■ Exercise text:
The system_prompt is prepended to every LLM request for this conversation. Use it to set the AI's persona, rules, and context.

Interrupt Policy

Controls what happens when a user sends a new message while a generation run is already in progress:

Policy	Behavior
`QUEUE`	Queue the new message and process it after the current run completes
`INTERRUPT`	Cancel the current run and start a new one with the latest message

Context Management

For long conversations, the message history can exceed the model's context window. Context management settings control how this is handled.

■ Problem statement:
Reproduce the conversation settings text starting at the words "Interrupt Policy" and ending after "this is handled.", swapping "Cancel" for "Abort". The records that come next are independent material, not part of the conversation settings text.

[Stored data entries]
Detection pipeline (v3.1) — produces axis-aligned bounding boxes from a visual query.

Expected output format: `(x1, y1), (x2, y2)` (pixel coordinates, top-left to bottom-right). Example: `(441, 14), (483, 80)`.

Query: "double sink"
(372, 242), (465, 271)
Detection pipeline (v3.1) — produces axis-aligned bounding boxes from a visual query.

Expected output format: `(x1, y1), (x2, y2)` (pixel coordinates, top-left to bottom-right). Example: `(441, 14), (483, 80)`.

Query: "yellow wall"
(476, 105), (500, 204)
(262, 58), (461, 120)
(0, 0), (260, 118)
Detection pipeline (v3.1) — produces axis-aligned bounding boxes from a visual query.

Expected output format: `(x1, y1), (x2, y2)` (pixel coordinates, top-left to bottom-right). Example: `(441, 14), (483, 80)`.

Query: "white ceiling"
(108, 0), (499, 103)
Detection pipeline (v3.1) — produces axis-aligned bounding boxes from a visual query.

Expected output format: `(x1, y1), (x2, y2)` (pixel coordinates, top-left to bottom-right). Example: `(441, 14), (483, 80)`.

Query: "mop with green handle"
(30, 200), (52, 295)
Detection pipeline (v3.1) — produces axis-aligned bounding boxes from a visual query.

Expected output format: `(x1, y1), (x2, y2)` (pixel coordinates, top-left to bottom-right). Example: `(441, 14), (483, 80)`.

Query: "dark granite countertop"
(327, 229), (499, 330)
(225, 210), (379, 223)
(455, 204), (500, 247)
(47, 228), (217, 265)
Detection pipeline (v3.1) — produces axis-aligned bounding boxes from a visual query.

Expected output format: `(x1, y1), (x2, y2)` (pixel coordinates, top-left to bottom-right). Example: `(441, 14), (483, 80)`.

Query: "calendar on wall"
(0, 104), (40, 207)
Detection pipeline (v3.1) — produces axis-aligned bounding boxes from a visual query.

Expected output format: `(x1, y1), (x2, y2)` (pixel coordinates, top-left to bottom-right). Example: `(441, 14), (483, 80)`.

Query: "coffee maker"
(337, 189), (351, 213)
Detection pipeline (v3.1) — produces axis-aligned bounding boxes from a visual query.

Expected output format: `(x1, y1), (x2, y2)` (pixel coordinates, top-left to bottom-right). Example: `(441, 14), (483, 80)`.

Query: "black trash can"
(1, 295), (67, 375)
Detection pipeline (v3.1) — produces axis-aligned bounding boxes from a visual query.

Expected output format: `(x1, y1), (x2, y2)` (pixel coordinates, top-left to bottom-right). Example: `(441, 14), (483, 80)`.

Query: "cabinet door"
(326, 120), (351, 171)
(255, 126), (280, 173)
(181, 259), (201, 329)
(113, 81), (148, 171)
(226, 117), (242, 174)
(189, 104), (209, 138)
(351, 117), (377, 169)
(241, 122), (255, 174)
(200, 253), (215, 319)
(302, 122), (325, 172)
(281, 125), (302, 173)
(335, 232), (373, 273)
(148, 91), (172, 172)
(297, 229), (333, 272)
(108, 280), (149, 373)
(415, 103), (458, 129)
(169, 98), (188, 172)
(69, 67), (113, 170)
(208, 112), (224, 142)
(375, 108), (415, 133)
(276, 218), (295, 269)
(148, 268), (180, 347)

■ Exercise solution:
Interrupt Policy

Controls what happens when a user sends a new message while a generation run is already in progress:

Policy	Behavior
`QUEUE`	Queue the new message and process it after the current run completes
`INTERRUPT`	Abort the current run and start a new one with the latest message

Context Management

For long conversations, the message history can exceed the model's context window. Context management settings control how this is handled.